Excerpts of pointing data
+===+

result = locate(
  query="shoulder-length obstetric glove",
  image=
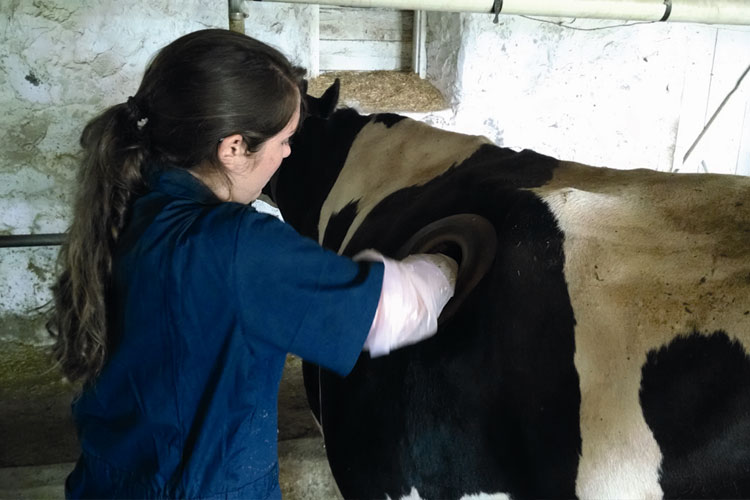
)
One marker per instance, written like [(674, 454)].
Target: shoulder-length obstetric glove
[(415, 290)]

+===+

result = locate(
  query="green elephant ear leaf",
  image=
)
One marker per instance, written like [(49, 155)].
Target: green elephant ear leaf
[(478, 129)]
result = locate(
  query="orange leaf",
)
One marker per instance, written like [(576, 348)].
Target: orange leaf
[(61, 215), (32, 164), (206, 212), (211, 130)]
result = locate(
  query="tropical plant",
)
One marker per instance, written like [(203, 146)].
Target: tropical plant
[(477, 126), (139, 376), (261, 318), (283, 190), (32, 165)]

+===+

• _CHALLENGE_
From the material above, keep only the lines that contain the string "instance" and copy them out. The match is case-sensitive.

• _COMPLETED EXERCISE_
One marker per instance, written like [(674, 454)].
One marker per instance, written like [(49, 155)].
One marker per instance, written like [(576, 348)].
One marker per instance, written like [(203, 146)].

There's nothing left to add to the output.